> _BRIEF_: Each entry that follows is to be copied exactly, minus any pictures.

DATASET EXCERPTS START

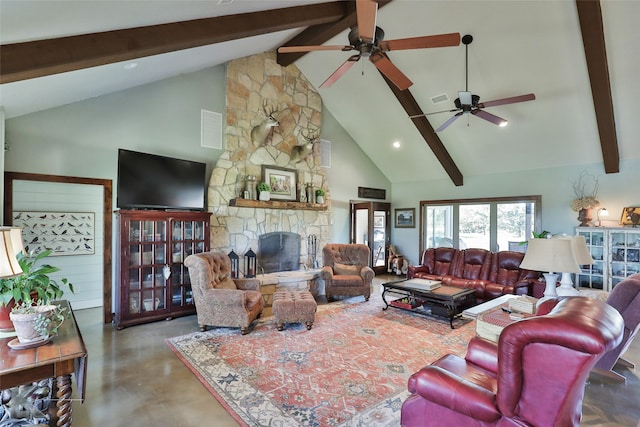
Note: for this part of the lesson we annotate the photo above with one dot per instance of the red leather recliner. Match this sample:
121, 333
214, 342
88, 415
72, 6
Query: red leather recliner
534, 376
436, 263
507, 277
471, 271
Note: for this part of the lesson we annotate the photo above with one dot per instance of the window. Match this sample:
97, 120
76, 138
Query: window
495, 224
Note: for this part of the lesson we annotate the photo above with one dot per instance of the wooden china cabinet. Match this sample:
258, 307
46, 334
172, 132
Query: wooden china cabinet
153, 282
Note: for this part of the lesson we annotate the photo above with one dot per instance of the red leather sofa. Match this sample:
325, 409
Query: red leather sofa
534, 376
491, 274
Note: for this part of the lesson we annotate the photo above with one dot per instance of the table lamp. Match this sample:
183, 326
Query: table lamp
582, 256
551, 255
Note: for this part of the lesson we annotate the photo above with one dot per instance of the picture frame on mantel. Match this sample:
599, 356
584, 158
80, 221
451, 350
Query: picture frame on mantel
283, 182
405, 218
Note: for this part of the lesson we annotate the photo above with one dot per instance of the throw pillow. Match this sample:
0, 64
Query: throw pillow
345, 269
226, 283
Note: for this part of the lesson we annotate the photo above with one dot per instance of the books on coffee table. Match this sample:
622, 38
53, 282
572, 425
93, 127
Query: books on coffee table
422, 284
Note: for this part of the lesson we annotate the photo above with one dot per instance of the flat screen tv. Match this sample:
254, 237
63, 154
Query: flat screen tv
149, 181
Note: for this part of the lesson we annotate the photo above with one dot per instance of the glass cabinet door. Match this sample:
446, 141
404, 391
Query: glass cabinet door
592, 276
625, 255
147, 247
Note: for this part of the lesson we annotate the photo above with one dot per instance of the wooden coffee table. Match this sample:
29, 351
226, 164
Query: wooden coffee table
448, 300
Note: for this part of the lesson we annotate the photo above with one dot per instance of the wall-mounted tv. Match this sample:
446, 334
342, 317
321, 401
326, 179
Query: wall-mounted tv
149, 181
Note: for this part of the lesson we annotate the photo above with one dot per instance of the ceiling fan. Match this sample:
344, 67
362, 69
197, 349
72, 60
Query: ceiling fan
367, 39
469, 103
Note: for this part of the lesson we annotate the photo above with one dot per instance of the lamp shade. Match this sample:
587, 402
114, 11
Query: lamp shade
555, 254
9, 266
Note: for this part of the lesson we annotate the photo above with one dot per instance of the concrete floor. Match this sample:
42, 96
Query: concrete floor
134, 379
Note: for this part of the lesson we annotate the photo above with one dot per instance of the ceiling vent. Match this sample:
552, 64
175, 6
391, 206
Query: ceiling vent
440, 98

DATASET EXCERPTS END

> _YOUR SOLUTION_:
Note: for this part of the lesson we annotate the photo above with one dot per instance of the red leather recliner. Match this sample:
121, 333
214, 342
88, 415
72, 6
Query: red leather recliner
534, 376
436, 263
507, 277
471, 271
Note: for this part of the lesson we annotate the photo above with one dot per instance of the window. Match this sample:
97, 120
76, 138
Query: window
495, 224
Note: for this part of the lesson we annotate the photo above with one dot per instance of the wooden china cabinet. Match this sample:
258, 307
46, 334
172, 132
Query: wooden china cabinet
153, 282
Note: for this part of the lesson we annotate the photo above with one dot per instance of the red leather sofa. Match this sample:
325, 409
Query: red leather sofa
534, 376
491, 274
Note: for this part of the lesson we annotate the photo above with one dot per instance of the table lamp. Match this sample:
183, 326
Query: table lamp
582, 256
551, 255
Note: for this part of the lesson we annotate the photo above with one dot per instance of the picture frame on mantel. Match this sample:
599, 356
584, 158
80, 221
451, 350
Query: picture frame on mantel
283, 182
405, 218
Note: for this part of the lesson we annotate the photo above with one dot per instance of the throw pillow. Match this sample:
0, 64
Query: throw pillow
345, 269
226, 283
Note: for this part of the lesson we annotate the photo above with one dot per instance of the books on coffee table. Match this sample:
622, 38
53, 282
572, 425
93, 127
Query: books on coffee table
422, 284
Note: for this part of the lesson we annotate the photo above with one dot per instance of the flat screen tv. Match this sample:
254, 237
63, 154
Query: flat screen tv
149, 181
Note: for this part of the lesson we annotate the photo above with one dot per instance of the glass cabinet door. Match this sample:
446, 141
404, 391
Query: glass cabinet door
592, 276
625, 255
147, 247
Note: for this part of the lesson we annotate the photo above with one dot per instance of the wooden coffee table. Match this sample:
29, 351
226, 164
Query: wooden coffee table
448, 300
Note: for this part of the lesson we annotate the photo above with one dot per instance of the wall-mounted tv. Match this sample:
446, 334
342, 317
321, 401
326, 179
Query: wall-mounted tv
149, 181
Note: for this part of the lesson we annotate the photo above with one dot per instance of the ceiling fan. Match this sample:
344, 67
362, 69
197, 349
72, 60
Query: ceiling fan
367, 39
469, 103
Note: for this part of the lesson we annotate the photo above with one dot per instance of the lamp shade. Match this sample:
587, 402
114, 11
Query: lamp shade
555, 254
9, 266
Note: for this part of the lesson we annotate the photo above with one dot per instance of the concrete floor. Match this sample:
42, 96
Query: concrete floor
134, 379
Note: for this part of the lesson we annotate the photo above with one dot per instance of the ceiling vent. Match this sample:
552, 64
175, 6
391, 206
Query: ceiling vent
440, 98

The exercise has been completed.